» DATOS DE LA TAREA

================

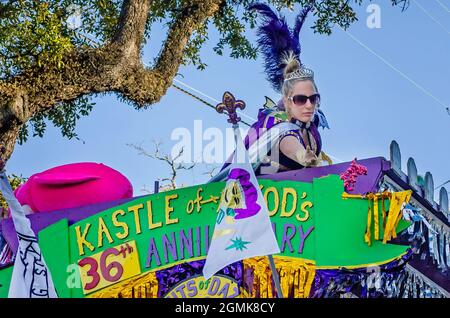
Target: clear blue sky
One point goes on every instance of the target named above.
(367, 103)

================

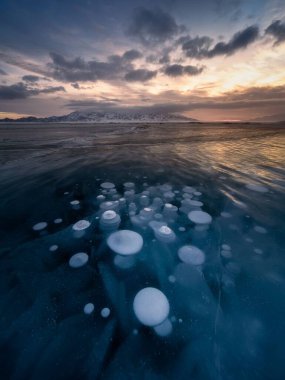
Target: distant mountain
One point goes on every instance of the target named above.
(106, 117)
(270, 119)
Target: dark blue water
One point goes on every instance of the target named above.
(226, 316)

================

» INDICACIÓN
Por favor, selecciona y copia cada línea del listado de arriba que contenga la palabra "blue".

» SOLUCIÓN DEL EJERCICIO
Target: clear blue sky
Target: dark blue water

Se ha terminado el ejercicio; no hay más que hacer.